__PROMPT__. Reproduce every line, starting at the one that contains "tire, that would be wonderful." and ending at the last line of the data, exactly as it stands; pictures are omitted.

---+---

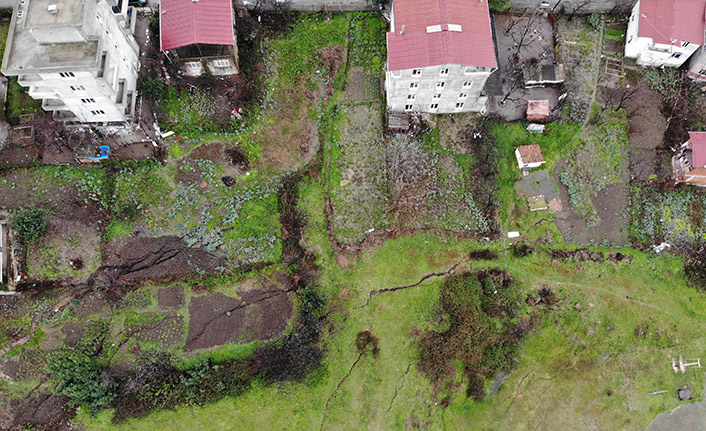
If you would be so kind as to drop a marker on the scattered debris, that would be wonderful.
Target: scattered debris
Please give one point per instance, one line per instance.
(685, 394)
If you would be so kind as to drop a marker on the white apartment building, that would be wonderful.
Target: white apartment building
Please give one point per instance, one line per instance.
(665, 32)
(440, 53)
(78, 56)
(697, 65)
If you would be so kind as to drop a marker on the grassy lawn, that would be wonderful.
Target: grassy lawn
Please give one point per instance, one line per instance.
(596, 362)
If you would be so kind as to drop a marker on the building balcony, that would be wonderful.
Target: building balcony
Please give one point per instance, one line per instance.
(53, 105)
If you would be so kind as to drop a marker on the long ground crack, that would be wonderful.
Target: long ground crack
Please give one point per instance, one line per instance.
(375, 292)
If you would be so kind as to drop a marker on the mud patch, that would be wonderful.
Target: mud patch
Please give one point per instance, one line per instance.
(580, 255)
(142, 259)
(46, 411)
(217, 319)
(73, 333)
(483, 255)
(170, 297)
(166, 330)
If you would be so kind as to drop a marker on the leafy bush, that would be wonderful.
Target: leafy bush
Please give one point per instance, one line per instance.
(595, 21)
(153, 88)
(499, 5)
(481, 328)
(29, 224)
(81, 369)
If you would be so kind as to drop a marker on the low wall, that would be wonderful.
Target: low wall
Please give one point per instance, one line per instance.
(569, 6)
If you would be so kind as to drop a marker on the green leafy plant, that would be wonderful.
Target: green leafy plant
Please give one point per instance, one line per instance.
(29, 224)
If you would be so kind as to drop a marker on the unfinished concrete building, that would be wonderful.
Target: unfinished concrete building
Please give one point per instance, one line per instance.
(78, 56)
(665, 32)
(440, 53)
(199, 35)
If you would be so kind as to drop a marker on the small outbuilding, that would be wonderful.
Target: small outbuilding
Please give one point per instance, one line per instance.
(529, 157)
(685, 394)
(689, 162)
(538, 110)
(199, 35)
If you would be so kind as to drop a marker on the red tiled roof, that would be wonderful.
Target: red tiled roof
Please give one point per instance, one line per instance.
(530, 153)
(698, 149)
(186, 22)
(672, 21)
(413, 47)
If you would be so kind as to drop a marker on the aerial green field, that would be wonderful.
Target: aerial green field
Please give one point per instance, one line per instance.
(592, 361)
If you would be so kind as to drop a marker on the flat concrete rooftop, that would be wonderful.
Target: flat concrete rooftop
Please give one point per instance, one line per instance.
(69, 12)
(24, 54)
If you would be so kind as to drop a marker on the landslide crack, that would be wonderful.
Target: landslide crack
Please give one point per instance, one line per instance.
(373, 293)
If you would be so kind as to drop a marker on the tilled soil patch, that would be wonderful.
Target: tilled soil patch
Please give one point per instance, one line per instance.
(73, 333)
(167, 331)
(46, 412)
(217, 319)
(142, 259)
(170, 297)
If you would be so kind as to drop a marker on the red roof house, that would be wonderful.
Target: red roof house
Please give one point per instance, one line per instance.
(436, 32)
(188, 22)
(199, 34)
(671, 21)
(689, 162)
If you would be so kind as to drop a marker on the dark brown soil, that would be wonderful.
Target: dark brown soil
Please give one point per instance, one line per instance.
(170, 297)
(142, 259)
(580, 254)
(73, 333)
(617, 256)
(217, 319)
(483, 254)
(45, 412)
(167, 331)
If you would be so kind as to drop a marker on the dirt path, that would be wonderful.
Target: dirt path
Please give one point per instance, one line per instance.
(597, 74)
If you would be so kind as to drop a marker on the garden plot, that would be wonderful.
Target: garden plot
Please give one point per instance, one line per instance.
(676, 217)
(72, 202)
(358, 178)
(579, 49)
(522, 42)
(594, 177)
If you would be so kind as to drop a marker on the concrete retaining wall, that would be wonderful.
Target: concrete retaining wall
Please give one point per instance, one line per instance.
(570, 6)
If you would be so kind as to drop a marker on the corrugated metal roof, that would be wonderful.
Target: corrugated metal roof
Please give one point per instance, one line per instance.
(186, 22)
(670, 22)
(410, 45)
(698, 148)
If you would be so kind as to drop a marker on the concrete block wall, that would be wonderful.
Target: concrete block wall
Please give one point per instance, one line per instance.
(570, 6)
(579, 6)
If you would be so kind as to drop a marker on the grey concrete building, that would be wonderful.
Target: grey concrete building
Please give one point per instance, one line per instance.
(78, 56)
(440, 53)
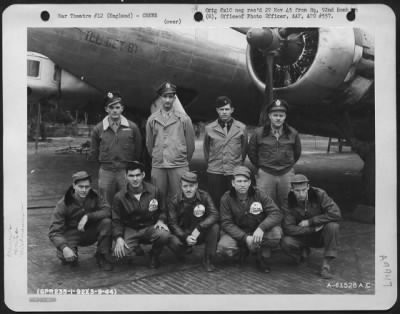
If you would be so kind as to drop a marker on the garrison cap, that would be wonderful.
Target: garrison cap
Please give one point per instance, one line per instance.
(278, 105)
(134, 164)
(189, 176)
(299, 178)
(166, 88)
(112, 98)
(222, 101)
(242, 171)
(80, 175)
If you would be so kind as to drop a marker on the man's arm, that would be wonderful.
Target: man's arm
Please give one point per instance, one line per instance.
(330, 209)
(244, 144)
(274, 214)
(189, 136)
(297, 148)
(117, 225)
(290, 226)
(173, 220)
(227, 222)
(94, 145)
(57, 226)
(253, 150)
(101, 211)
(212, 216)
(138, 141)
(149, 137)
(206, 146)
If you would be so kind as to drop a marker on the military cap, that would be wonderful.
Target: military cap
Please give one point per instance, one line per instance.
(299, 178)
(222, 101)
(134, 164)
(112, 98)
(166, 88)
(80, 175)
(242, 171)
(278, 105)
(189, 176)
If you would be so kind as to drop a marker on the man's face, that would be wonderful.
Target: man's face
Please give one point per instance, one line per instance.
(241, 184)
(277, 118)
(115, 111)
(300, 191)
(167, 100)
(225, 112)
(189, 189)
(135, 178)
(81, 188)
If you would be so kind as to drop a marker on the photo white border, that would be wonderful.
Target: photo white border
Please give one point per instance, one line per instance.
(16, 20)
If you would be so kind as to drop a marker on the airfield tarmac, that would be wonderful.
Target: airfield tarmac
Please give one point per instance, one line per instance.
(49, 175)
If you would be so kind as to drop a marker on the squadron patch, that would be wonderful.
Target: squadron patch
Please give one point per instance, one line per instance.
(199, 210)
(153, 205)
(256, 208)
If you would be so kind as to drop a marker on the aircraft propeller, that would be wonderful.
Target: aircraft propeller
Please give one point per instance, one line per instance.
(280, 45)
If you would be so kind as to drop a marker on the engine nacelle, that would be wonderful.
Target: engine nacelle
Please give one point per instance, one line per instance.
(47, 80)
(325, 66)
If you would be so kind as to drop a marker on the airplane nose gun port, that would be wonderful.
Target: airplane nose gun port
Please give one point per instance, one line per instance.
(263, 39)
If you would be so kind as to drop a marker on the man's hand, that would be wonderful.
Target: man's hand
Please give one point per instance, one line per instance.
(191, 240)
(69, 254)
(161, 225)
(257, 236)
(120, 246)
(249, 242)
(304, 223)
(318, 228)
(82, 223)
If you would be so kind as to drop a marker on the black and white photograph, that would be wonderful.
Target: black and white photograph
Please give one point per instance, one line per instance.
(232, 161)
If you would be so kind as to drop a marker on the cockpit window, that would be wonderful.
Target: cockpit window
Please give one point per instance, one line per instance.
(33, 68)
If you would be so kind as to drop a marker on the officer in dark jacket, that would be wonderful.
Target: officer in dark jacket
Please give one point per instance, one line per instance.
(250, 221)
(310, 220)
(193, 219)
(139, 216)
(81, 218)
(273, 150)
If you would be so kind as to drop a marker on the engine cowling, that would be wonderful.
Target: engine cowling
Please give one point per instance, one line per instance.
(325, 66)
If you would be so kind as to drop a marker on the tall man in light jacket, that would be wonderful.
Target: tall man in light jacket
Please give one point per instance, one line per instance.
(225, 147)
(170, 142)
(115, 141)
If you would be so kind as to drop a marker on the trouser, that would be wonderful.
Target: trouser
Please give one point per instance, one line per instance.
(110, 182)
(148, 235)
(208, 236)
(99, 231)
(229, 247)
(217, 185)
(327, 238)
(276, 187)
(168, 180)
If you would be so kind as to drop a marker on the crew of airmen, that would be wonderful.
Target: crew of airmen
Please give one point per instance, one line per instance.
(233, 217)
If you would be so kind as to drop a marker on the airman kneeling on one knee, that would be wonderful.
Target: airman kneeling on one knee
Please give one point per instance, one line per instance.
(310, 220)
(193, 219)
(250, 221)
(139, 217)
(81, 218)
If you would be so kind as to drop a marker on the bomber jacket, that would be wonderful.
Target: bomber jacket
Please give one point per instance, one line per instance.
(68, 213)
(112, 149)
(237, 219)
(183, 218)
(170, 143)
(319, 209)
(129, 212)
(223, 152)
(275, 156)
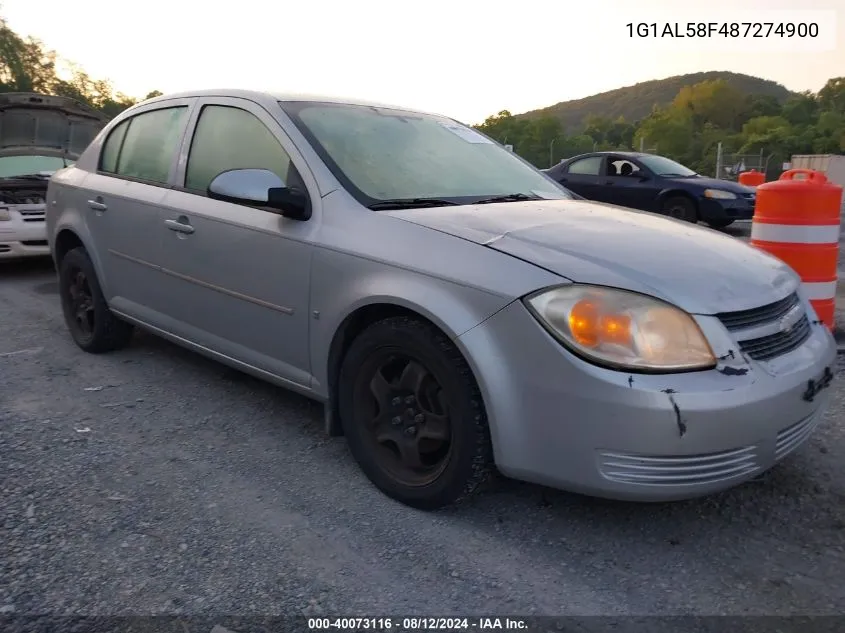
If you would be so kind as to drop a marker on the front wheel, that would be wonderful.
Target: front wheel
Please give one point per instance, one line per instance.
(413, 415)
(680, 208)
(92, 325)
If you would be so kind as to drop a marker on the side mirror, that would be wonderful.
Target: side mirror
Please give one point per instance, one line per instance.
(260, 187)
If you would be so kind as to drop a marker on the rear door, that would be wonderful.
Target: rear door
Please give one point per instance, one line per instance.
(122, 205)
(582, 176)
(239, 276)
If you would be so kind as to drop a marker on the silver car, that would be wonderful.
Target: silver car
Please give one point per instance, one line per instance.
(454, 308)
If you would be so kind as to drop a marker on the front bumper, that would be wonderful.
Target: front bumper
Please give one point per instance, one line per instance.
(25, 234)
(560, 421)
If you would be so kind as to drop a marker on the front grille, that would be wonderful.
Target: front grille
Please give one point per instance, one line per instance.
(687, 470)
(771, 345)
(758, 316)
(32, 216)
(767, 347)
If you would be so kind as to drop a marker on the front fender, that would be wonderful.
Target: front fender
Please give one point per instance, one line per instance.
(343, 284)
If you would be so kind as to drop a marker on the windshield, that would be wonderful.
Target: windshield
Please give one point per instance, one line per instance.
(663, 166)
(11, 166)
(384, 154)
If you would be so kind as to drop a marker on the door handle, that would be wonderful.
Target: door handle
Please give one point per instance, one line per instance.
(179, 227)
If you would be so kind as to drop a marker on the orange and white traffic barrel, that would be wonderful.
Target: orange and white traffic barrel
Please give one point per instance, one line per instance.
(798, 221)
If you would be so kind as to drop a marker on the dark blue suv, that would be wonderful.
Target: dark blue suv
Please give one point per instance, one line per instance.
(655, 183)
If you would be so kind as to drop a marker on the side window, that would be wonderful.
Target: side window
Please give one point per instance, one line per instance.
(111, 148)
(621, 167)
(586, 166)
(150, 144)
(230, 138)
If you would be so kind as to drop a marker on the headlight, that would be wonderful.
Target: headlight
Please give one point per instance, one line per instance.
(621, 329)
(718, 194)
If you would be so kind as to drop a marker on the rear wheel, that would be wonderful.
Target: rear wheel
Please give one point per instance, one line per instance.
(680, 208)
(719, 224)
(92, 325)
(413, 415)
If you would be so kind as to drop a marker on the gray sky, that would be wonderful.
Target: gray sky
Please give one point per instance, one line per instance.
(464, 58)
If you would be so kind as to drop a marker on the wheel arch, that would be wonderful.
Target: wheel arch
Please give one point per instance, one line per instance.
(67, 236)
(355, 322)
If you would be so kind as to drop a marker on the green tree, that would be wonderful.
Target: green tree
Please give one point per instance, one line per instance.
(26, 65)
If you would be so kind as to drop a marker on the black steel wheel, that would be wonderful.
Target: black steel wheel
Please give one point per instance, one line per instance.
(681, 208)
(92, 325)
(412, 414)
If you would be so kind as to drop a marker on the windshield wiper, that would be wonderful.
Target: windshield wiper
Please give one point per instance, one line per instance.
(509, 197)
(409, 203)
(27, 177)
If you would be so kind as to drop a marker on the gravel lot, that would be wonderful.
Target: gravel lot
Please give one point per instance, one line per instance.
(154, 481)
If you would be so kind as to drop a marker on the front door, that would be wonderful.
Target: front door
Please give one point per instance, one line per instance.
(238, 275)
(582, 177)
(122, 202)
(627, 184)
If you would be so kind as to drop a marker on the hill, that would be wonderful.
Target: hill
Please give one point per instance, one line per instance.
(636, 102)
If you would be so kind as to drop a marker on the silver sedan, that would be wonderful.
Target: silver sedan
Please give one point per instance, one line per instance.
(454, 308)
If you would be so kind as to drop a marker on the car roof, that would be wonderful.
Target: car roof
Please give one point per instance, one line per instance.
(261, 95)
(623, 154)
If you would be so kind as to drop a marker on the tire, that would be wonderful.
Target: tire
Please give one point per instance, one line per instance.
(719, 224)
(448, 392)
(92, 325)
(680, 208)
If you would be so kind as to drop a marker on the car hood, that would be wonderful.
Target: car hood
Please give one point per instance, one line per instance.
(714, 183)
(42, 125)
(697, 269)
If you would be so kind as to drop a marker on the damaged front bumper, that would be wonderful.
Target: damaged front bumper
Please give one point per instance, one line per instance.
(560, 421)
(23, 232)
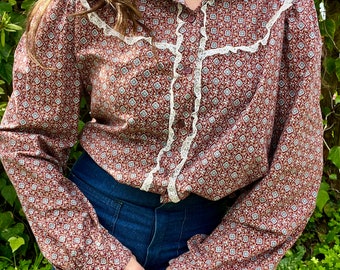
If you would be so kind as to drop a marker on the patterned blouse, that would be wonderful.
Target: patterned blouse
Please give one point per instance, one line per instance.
(214, 100)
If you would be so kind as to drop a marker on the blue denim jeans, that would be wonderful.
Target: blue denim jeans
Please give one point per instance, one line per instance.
(154, 232)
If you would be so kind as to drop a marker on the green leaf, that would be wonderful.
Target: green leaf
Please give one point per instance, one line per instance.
(330, 26)
(13, 26)
(3, 38)
(15, 243)
(12, 2)
(322, 199)
(27, 4)
(16, 230)
(334, 156)
(8, 192)
(5, 7)
(337, 68)
(6, 220)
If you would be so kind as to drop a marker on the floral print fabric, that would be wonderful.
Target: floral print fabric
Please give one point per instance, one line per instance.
(221, 99)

---+---

__THE RESPONSE__.
If you would be so kind as to drop a marker on the tire, that would be wonderful.
Target: tire
Please give one point per instance, one line per instance.
(719, 224)
(448, 392)
(92, 325)
(680, 208)
If you would be so kind as to drop a marker on the car hood, that would be wonderful.
Target: car hood
Please give one point per instance, one line per instance.
(714, 183)
(42, 125)
(697, 269)
If you would be so kind as to drop a marker on the damaged front bumper, that would be wonderful.
Target: damaged front bumper
Please give one point per instance, one line per instance.
(560, 421)
(23, 232)
If you would be so kind as to drop a marker on the patterned blouse, that would be wonderful.
Target: patterned blouse
Please give one point per instance, one line per instance.
(214, 100)
If you would be so kind as to drop a marker on the blue denim jeans, that would be wonderful.
Target: blue denim jeans
Please give one point per instance, one line per instance.
(154, 232)
If you would be so kind as to drop a marker on the green leaf, that would be wonderful.
Target: green leaf
Please give one point per instance, one line per instance.
(330, 26)
(13, 26)
(3, 38)
(15, 243)
(12, 2)
(322, 199)
(27, 4)
(16, 230)
(334, 156)
(8, 192)
(5, 7)
(337, 68)
(6, 220)
If you would be so kind as to drop a marker on the floral print fabric, that would be wonderful.
Target: floral print fabric
Please give one point per instance, one line per instance.
(221, 99)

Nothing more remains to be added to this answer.